#### [WORK TO COMPLETE]
Everything from the line containing "box: [281, 203, 785, 375]" through the line containing "rough mask: <svg" should be repeated exactly, and nothing else from the data.
===== TASK INPUTS =====
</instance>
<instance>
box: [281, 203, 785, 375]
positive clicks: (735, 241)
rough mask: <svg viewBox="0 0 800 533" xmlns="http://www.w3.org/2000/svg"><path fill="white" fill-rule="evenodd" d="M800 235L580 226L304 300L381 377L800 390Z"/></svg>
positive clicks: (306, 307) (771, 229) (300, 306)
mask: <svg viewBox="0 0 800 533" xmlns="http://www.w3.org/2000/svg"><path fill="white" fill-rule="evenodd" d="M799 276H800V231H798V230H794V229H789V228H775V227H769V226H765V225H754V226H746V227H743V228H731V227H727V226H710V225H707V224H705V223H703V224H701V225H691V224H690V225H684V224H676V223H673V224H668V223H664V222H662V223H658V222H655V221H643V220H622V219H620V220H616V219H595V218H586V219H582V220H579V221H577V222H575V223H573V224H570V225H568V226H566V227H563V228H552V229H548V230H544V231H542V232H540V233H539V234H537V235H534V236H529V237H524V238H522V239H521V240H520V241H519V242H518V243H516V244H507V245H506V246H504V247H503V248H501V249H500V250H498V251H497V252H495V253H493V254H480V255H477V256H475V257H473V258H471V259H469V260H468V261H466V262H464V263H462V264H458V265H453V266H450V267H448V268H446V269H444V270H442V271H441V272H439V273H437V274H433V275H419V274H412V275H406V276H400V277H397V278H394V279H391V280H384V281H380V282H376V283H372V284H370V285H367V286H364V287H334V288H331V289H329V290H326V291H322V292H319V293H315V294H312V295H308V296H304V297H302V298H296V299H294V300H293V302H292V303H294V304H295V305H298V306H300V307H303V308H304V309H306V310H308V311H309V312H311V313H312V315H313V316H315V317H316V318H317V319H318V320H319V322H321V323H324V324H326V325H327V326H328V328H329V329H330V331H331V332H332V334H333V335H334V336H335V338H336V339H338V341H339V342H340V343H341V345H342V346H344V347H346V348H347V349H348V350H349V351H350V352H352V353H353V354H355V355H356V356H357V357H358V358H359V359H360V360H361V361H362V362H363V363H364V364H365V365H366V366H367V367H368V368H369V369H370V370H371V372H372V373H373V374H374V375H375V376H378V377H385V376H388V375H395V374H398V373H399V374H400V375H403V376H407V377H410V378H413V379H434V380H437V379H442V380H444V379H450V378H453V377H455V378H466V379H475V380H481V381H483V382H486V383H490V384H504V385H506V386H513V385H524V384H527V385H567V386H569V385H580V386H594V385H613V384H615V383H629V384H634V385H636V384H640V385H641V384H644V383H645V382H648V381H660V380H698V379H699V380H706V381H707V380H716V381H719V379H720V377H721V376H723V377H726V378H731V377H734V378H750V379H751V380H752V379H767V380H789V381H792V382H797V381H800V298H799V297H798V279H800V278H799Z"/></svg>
=====
#### [TASK RESULT]
box: [281, 203, 785, 375]
positive clicks: (735, 241)
rough mask: <svg viewBox="0 0 800 533" xmlns="http://www.w3.org/2000/svg"><path fill="white" fill-rule="evenodd" d="M800 235L580 226L304 300L381 377L800 390Z"/></svg>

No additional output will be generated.